* **Exercise requirements**: Render the listing below as a JSON list of strings, with one string for each line and no entries for blank lines.

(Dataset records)
··········
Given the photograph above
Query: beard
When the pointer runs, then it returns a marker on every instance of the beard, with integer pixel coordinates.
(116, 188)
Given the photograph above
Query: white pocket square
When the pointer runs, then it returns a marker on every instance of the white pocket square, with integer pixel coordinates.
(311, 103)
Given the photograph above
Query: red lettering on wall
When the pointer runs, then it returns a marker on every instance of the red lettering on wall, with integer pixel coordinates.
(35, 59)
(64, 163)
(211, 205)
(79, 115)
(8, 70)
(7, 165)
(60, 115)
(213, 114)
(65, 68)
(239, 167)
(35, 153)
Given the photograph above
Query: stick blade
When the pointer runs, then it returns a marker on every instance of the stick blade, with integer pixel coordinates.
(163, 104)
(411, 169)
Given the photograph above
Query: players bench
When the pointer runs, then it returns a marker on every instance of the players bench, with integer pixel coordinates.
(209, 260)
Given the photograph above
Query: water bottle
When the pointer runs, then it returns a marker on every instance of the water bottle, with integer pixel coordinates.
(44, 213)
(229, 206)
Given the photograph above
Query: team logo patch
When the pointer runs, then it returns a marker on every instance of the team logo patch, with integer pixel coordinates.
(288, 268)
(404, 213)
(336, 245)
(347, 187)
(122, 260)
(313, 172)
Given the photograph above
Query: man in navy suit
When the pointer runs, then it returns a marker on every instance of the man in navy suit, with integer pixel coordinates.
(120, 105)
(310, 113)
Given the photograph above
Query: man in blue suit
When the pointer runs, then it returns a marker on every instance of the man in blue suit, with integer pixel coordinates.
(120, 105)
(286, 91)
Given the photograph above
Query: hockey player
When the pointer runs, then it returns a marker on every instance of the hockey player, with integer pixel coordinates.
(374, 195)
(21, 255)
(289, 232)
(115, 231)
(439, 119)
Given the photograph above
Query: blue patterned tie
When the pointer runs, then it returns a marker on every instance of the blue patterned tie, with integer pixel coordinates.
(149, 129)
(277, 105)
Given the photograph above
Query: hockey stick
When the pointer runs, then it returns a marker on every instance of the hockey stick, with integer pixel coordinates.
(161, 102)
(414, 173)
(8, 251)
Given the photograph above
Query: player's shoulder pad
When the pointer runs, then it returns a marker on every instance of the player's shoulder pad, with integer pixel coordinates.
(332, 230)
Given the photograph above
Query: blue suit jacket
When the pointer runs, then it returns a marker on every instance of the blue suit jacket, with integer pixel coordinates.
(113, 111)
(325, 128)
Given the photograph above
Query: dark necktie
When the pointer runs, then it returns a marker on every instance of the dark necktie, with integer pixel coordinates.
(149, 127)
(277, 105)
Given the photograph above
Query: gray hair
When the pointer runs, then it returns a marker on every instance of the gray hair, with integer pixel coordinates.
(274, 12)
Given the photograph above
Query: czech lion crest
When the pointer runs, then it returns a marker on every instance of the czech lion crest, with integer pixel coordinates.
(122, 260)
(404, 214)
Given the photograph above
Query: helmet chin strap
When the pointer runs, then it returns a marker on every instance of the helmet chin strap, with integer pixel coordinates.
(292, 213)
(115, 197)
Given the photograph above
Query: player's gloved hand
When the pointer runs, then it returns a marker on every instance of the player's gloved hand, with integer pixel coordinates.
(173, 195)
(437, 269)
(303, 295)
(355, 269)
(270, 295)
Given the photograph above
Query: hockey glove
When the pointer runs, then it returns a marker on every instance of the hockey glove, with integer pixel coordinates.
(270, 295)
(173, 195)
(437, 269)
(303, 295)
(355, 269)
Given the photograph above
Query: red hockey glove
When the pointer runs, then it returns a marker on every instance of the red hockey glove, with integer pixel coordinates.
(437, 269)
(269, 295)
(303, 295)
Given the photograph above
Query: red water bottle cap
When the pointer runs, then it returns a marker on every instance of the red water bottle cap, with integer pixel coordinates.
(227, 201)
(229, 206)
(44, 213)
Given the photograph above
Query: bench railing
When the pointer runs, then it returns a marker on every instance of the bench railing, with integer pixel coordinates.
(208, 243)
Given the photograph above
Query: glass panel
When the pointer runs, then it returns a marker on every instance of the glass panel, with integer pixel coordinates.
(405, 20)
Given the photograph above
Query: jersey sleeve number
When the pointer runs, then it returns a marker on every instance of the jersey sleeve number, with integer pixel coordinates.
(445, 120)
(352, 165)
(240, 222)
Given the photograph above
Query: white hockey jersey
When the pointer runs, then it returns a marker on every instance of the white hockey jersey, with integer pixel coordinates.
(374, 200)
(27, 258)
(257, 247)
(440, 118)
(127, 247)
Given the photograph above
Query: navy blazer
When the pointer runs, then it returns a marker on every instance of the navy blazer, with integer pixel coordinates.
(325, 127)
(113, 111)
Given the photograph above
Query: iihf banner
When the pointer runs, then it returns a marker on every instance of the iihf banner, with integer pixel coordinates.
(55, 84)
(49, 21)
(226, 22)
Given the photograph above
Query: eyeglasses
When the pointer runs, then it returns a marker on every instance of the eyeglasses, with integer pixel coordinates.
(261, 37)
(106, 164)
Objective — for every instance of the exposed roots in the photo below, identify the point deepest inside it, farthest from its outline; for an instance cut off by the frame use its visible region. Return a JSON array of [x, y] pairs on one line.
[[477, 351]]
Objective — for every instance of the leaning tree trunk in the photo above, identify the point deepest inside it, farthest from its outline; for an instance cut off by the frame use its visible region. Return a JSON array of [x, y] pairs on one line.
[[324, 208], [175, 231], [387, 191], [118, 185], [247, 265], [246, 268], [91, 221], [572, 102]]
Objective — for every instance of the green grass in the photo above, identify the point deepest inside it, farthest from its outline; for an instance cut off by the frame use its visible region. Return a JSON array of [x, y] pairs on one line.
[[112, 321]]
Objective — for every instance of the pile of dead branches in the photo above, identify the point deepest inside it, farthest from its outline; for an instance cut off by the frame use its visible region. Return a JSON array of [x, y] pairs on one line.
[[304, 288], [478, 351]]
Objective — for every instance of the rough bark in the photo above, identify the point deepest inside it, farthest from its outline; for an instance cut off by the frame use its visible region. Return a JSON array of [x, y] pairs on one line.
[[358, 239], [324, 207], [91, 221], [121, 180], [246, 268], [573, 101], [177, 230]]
··········
* **The output**:
[
  "Given the photograph above",
  "Query: beard",
  "When the pointer runs, then it returns a marker on every instance of the beard, with integer pixel coordinates.",
  "(116, 188)",
  "Given the photograph above",
  "Query: white pocket square",
  "When the pointer runs, then it returns a marker on every instance of the white pocket square, with integer pixel coordinates.",
  "(311, 103)",
  "Given the photograph above",
  "Query: red lettering on wall",
  "When the pointer runs, then it returns a marker on every instance of the red lettering on wall, with integer pixel coordinates.",
  "(35, 59)",
  "(64, 163)",
  "(211, 205)",
  "(79, 115)",
  "(8, 70)",
  "(7, 165)",
  "(60, 115)",
  "(213, 114)",
  "(65, 68)",
  "(239, 167)",
  "(35, 153)",
  "Given the photograph above",
  "Query: stick blade",
  "When the pointer runs, then it returns a marker on every instance of the stick blade, with integer pixel coordinates.",
  "(163, 104)",
  "(411, 169)",
  "Given the photograph above",
  "Query: players bench",
  "When the pointer runs, then it returns a marker on every instance of the players bench, with integer pixel coordinates.",
  "(209, 260)",
  "Given the photograph above",
  "Query: water bottle",
  "When the pointer runs, then it returns a marker on every instance of the water bottle, with integer pixel coordinates.",
  "(44, 213)",
  "(229, 206)",
  "Given the photograph above",
  "Query: team logo patch",
  "When the pointer runs, then it returns a marker on every instance of the team logo patch, with integer pixel coordinates.",
  "(288, 268)",
  "(404, 213)",
  "(336, 245)",
  "(347, 187)",
  "(122, 260)",
  "(313, 172)",
  "Given the photograph above",
  "Query: man in navy suit",
  "When the pointer runs, then it returns a marker on every instance of the man in navy suit, with integer pixel coordinates.",
  "(120, 105)",
  "(310, 113)",
  "Given the photograph above",
  "Query: man in blue suit",
  "When the pointer runs, then it returns a marker on every instance of the man in blue suit, with integer pixel coordinates.",
  "(120, 105)",
  "(286, 91)",
  "Given the photograph above",
  "Query: hockey player",
  "When the pointer runs, then it returns a marker on every instance of the hockey player, with integer pixel coordinates.",
  "(374, 195)",
  "(21, 255)",
  "(289, 232)",
  "(115, 231)",
  "(439, 119)",
  "Given the photograph above",
  "Query: blue patterned tie",
  "When the pointer runs, then it returns a marker on every instance of the blue patterned tie, with integer pixel coordinates.",
  "(149, 129)",
  "(277, 105)",
  "Given the photograph above",
  "Query: hockey stick",
  "When the pointer runs, then it returns a marker on every instance of the hockey stick, with integer pixel coordinates.",
  "(161, 102)",
  "(414, 173)",
  "(8, 251)",
  "Given the photograph above",
  "Query: player's shoulder pad",
  "When the pointer runs, then it returns a marker on every instance of the player's shoulder pad, with integer pixel coordinates.",
  "(332, 230)",
  "Given the photograph above",
  "Query: blue suit jacket",
  "When the pointer runs, then it returns a marker on every instance of the blue suit jacket, with integer pixel coordinates.",
  "(113, 111)",
  "(325, 128)",
  "Given the photograph above",
  "Query: dark necktie",
  "When the pointer runs, then it returns a marker on every instance of the dark necktie, with integer pixel coordinates.",
  "(149, 127)",
  "(277, 105)",
  "Given the photograph above",
  "Query: gray hair",
  "When the pointer runs, then it returns a marker on every instance of the gray hair, with integer pixel coordinates.",
  "(274, 12)",
  "Given the photograph above",
  "Query: czech lion crest",
  "When the pointer runs, then it returns a marker on every instance of the czech lion crest, with integer pixel coordinates.",
  "(122, 260)",
  "(404, 214)",
  "Given the photograph above",
  "Query: helmet chin strap",
  "When the pointer runs, then it returns a marker on every instance of the helmet chin strap, with integer pixel coordinates.",
  "(292, 213)",
  "(115, 197)",
  "Given the photograph above",
  "Query: player's gloved hand",
  "When the pointer runs, then it returns a marker on every instance of the player's gloved hand, with integer pixel coordinates.",
  "(173, 195)",
  "(437, 269)",
  "(303, 295)",
  "(355, 269)",
  "(270, 295)",
  "Given the photograph above",
  "Query: hockey glove",
  "When the pointer runs, then it returns a marker on every instance of the hockey glove, with integer pixel coordinates.",
  "(270, 295)",
  "(173, 195)",
  "(437, 269)",
  "(303, 295)",
  "(355, 269)",
  "Given the photograph above",
  "Query: red hockey glove",
  "When the pointer runs, then it returns a marker on every instance of the red hockey glove, with integer pixel coordinates.",
  "(437, 269)",
  "(269, 295)",
  "(303, 295)",
  "Given the photograph above",
  "Query: red water bottle cap",
  "When the pointer runs, then it returns a marker on every instance of the red water bottle cap, with integer pixel coordinates.",
  "(227, 201)",
  "(229, 206)",
  "(44, 213)",
  "Given the photograph above",
  "Query: bench railing",
  "When the pointer runs, then it returns a marker on every instance of the bench railing, with integer pixel coordinates.",
  "(208, 243)",
  "Given the photograph above",
  "Query: glass panel",
  "When the pointer runs, then it returns a marker on every instance of the glass panel, with integer pixel coordinates.",
  "(405, 20)",
  "Given the photograph above",
  "Query: jersey sleeve number",
  "When the pointer runs, then it returns a marker on every instance of the jersey sleeve number, with integer pixel coordinates.",
  "(445, 120)",
  "(352, 165)",
  "(240, 222)",
  "Given the photograph above",
  "Query: white hockey jersey",
  "When the pointer runs, then it returns a marker on every instance of the white hockey jersey, with integer pixel coordinates.",
  "(374, 200)",
  "(27, 258)",
  "(257, 247)",
  "(440, 118)",
  "(127, 247)",
  "Given the photograph above",
  "Query: navy blazer",
  "When the pointer runs, then it returns a marker on every instance of the navy blazer, with integer pixel coordinates.",
  "(325, 127)",
  "(113, 111)",
  "Given the photograph above",
  "Query: iihf banner",
  "When the pointer runs, then it returns a marker on every instance of the iihf banner, with integer pixel coordinates.",
  "(55, 84)",
  "(49, 21)",
  "(226, 22)",
  "Given the photograph above",
  "Query: eyeglasses",
  "When the pointer runs, then it returns a marker on every instance of the eyeglasses, with integer pixel coordinates.",
  "(261, 37)",
  "(106, 164)",
  "Objective — for every instance of the exposed roots in the photo below, identify the point deepest inside it, farthest from its outline; for an instance cut off by the frame use its visible region. Return a JSON array of [x, y] pairs on one line.",
  "[[477, 351]]",
  "Objective — for every instance of the leaning tree trunk in the photo above, identify the point deepest inside it, farthest from its outline; for an instance cut off by the frame use its visible region. Return a JSON array of [x, y] pairs on one line.",
  "[[324, 208], [175, 231], [387, 191], [118, 185], [247, 265], [246, 268], [91, 221], [572, 102]]",
  "Objective — for every instance of the green grass in the photo above, identify the point deepest inside it, farthest from its outline; for an instance cut off by the frame use its visible region. Return a JSON array of [x, y] pairs on one line.",
  "[[112, 321]]",
  "Objective — for every instance of the pile of dead branches in the photo above, identify the point deepest inside it, farthest from its outline; for an instance cut off by the frame use its visible region. Return a JSON array of [x, y] pairs on one line.",
  "[[304, 288], [478, 351]]",
  "Objective — for every instance of the rough bark in the photo above, identify the point deepest inside it, farthest from its outline; for an instance cut off by the frame use its visible region. Return a JSON array of [x, y] pairs on one line.",
  "[[358, 239], [324, 207], [91, 221], [121, 180], [246, 268], [573, 101], [177, 230]]"
]